> _PROVIDED PASSAGE_
········
Elections in Gabon take place within the framework of a presidential multi-party democracy with the Gabonese Democratic Party, in power since independence, as the dominant party. The President and National Assembly are directly elected, whilst the Senate is indirectly elected.

Electoral history

Pre-independence
Following World War II, Gabon (in a combined constituency with French Congo, began to elect members to the French National Assembly. The first elections took place in October 1945, with voters split into two colleges; the First College for French citizens and the Second for non-citizens. Gabriel d'Arboussier was elected by the First College, and although Gabonese politician Jean-Hilaire Aubame received the most votes in the Second College, the election went to a second round, where he was beaten by the Congolese Jean-Félix Tchicaya. The next elections were held in June the following year, with d'Arboussier defeated by Henri Seignon in the First College and Tchicaya re-elected in the Second. Another election was held in November that year, with the Second College gaining an extra seat, and now split into Congolese and Gabonese sections. Maurice Bayrou was elected by the still-combined First College, whilst Aubame was elected in the Gabonese Second College seat on a French Section of the Workers' International ticket.

A third election in 1946 took place in December when the Representative Assembly was elected; it also used a college system, with 12 members elected by the First College and 18 by the Second. The next French elections took place in 1951, with Bayrou re-elected in the First College and Aubame in the Second. The Representative Council was converted into a Territorial Assembly prior to the 1952 elections, with Aubame's Gabonese Democratic and Social Union (UDSG) winning 14 of the 24 seats. Bayrou and Aubame were both re-elected again in the 1956 French elections.
········
> _DATA SECTION_
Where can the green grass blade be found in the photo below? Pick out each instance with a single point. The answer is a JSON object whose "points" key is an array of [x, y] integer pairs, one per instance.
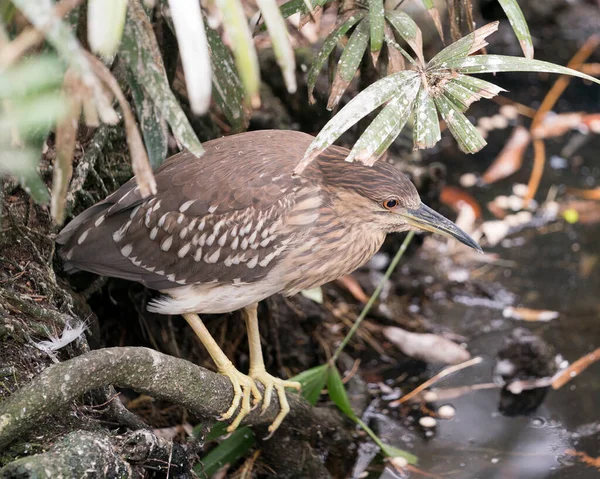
{"points": [[337, 393], [349, 62], [227, 452], [519, 24], [426, 125], [390, 120], [140, 53], [360, 106], [502, 63], [328, 46], [282, 47], [465, 46], [237, 30], [468, 138], [408, 30], [377, 23]]}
········
> _TO DO_
Extend the text on elections in Gabon, starting right after its last sentence. The data has no connection to the text about elections in Gabon.

> _ANSWER TO THE PROBLEM_
The final national elections in the colonial period were the Territorial Assembly elections of 1957. Although the UDSG emerged as the largest party, winning 14 of the 40 seats, the Gabonese Democratic Bloc (BDG), which had won eight seats, was able to form a 21-seat coalition together with an affiliated list and five independents. This resulted in the BDG's Léon M'ba becoming Prime Minister, and President when the country became independent in 1960.

Post-independence
Following independence, the President became a directly elected post, with the National Assembly elected every three years and the President every six. In the first post-independence elections in 1961 both posts were elected simultaneously, and the BDG and UDSG agreed to run on a single united list under the name "National Union". No other party ran and the list won all 67 seats in the National Assembly, whilst M'ba ran unopposed for the presidency, and was elected with 100% of the vote. However, the two parties ran against each other in the 1964 parliamentary elections, with the BDG winning 31 seats to the UDSG's 16. The BDG was the only party to contest the 1967 general elections, resulting in M'ba being re-elected unopposed and the party winning all 47 seats in the National Assembly.

The following year the country became a one-party state with the Gabonese Democratic Party (PDG, the successor to the BDG) as the sole legal party. General elections were held in 1969, with Omar Bongo (who had succeeded M'ba after his death in 1967) elected unopposed as President and the PDG list winning all 70 seats in the National Assembly. Presidential elections in 1979 and 1986 saw Bongo re-elected in the same manner, whilst the PDG remained unopposed in parliamentary elections in 1980 (in which the National Assembly was increased to 89 seats) and 1985 (111 seats).

Multi-party politics was reintroduced in 1990 and parliamentary elections that year saw the PDG retain its majority in the National Assembly, although it was reduced to 63 of the 120 seats. The first competitive presidential elections were held in 1993, with Bongo re-elected with 51% of the vote, although the runner-up, Paul Mba Abessole, accused the government of vote rigging. The PDG won the 1996 parliamentary elections, winning 85 seats. The Senate was elected for the first time in early 1997, with the PDG winning 52 of the 91 seats. Bongo was re-elected again in 1998 with 67% of the vote, and the PDG gained another seat in the 2001 parliamentary elections. The February 2003 Senate elections saw the PDG win 67 of the 92 seats. Bongo was re-elected for a sixth time in the 2005 presidential elections with 79% of the vote.

The PDG was reduced to 82 seats in the 2006 parliamentary elections, although affiliated parties won a further 17 seats. Senate elections in early 2009 saw the PDG win 75 of the 102 seats in an expanded Senate. Following Bongo's death in June 2009, presidential elections were held later in the year, and won by his son Ali Bongo Ondimba, who received 42% of the vote. The 2011 parliamentary elections were boycotted by most opposition parties, resulting in the PDG winning 115 of the 121 seats. The PDG retained its majority in the Senate in the 2014 elections, winning 81 seats.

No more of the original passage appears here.